- [Exercise 1]: Summarize the Pearson 1998 preliminary results text in three sentences.
- [Exercise 2]: Write the next paragraph of the Pearson 1998 preliminary results text, continuing from where it stops.

- [Extracted text]:

__________

Pearson Reports Record Profits - Preliminary Results

Preliminary Results (Audited) for the Year Ended 31 December 1998

Pearson reports record profits

 

  • Earnings up 20%
  • Ahead on key performance measures:
    • Underlying sales up 6.7%
    • Trading margin up from 11.5% to 13.1%
    • Strong cash flow
  • Pearson Education integration going well
Financial highlights
  Year to
31 Dec 1998
Year to
31 Dec 1997
%
change




Sales £2,395m £2,293m +4%




Operating profit* £389m £328m +19%




Operating cash flow*

Adjusted earnings per share

£392m 42.0p £159m 34.9p +147% +20%




Dividends per share 21.0p 19.5p +8%




* before goodwill and exceptional items

Commenting on the results, Marjorie Scardino, chief executive said:

"This is a good set of results, and we’re proud of them. But what’s behind them is more important. We are reshaping Pearson into a smaller group of bigger businesses and investing more in them. We’re doing this so that we can generate double digit earnings growth every year and continue to create a more durable and valuable company."

Enquiries: 0171 411 2310

Marjorie Scardino, chief executive

John Makinson, finance director

John Fallon, communications director

Overview

In 1998, operating profits, before goodwill and exceptional items, increased by 19% to £389 million and we generated related operating cash flow of £392 million, more than double that of 1997. Underlying sales growth, which represents the year-on-year increase in sales, after portfolio changes and movements in exchange rates, was 6.7%. The group’s trading margin, which is the proportion of operating profit to sales (excluding profits from associates and passive investments) increased to 13.1% from 11.5% in 1997. With adjusted earnings per share up 20%, Pearson made good progress on its financial measures.

__________

- [Information given]:
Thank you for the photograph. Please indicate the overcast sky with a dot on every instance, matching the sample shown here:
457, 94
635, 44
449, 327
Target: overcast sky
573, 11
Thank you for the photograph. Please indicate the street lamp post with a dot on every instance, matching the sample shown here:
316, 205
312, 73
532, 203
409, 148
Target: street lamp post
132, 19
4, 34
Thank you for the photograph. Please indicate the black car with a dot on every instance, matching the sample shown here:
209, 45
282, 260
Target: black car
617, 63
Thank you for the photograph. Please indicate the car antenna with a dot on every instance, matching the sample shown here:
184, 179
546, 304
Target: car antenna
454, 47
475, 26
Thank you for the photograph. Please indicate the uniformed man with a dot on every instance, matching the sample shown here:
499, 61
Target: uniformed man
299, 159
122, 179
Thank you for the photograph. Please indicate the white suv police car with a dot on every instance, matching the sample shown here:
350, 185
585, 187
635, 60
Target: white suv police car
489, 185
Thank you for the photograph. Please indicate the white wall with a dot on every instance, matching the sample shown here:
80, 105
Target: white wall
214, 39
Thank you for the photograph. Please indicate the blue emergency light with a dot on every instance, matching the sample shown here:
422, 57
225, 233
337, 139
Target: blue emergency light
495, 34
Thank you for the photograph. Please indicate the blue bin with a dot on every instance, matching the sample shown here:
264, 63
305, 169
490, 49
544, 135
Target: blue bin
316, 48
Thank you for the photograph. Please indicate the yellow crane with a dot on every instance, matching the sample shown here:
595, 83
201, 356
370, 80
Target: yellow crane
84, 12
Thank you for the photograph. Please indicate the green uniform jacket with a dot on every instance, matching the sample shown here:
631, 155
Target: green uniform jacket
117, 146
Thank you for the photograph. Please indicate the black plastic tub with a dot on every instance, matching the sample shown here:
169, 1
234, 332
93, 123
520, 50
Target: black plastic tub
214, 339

__________

- [Task response 1]: Pearson reported record profits for 1998, with operating profit before goodwill and exceptional items up 19% to £389 million and adjusted earnings per share up 20%. Underlying sales grew 6.7%, the trading margin rose from 11.5% to 13.1%, and operating cash flow more than doubled to £392 million. Chief executive Marjorie Scardino said the group is being reshaped into a smaller group of bigger businesses so it can generate double-digit earnings growth every year.

- [Task response 2]:
The financial results reflect good operating performances across Pearson’s businesses. The strong growth achieved by our school publishing operations in the United States more than offset the impact of difficult trading conditions in international markets. The Financial Times group posted record profits while stepping up the level of revenue investment in its international and electronic expansion. The financial benefits of the successful integration of Penguin Putnam in the United States were offset by increased revenue investment in building its future front-list of best-selling authors and one-off restructuring costs to make the UK children’s business stronger. Pearson Television capitalised on the successful integration of All American Communications to deliver strong profits growth. And Lazard turned in good profits, sustaining a strong deal flow across all three houses and coming close to matching the exceptional performance of 1997. A much healthier cash performance was principally due to the priority given to improving cash flow across the company. It was also helped by a number of exceptional items and variances in timing that we would not expect to see repeated in 1999.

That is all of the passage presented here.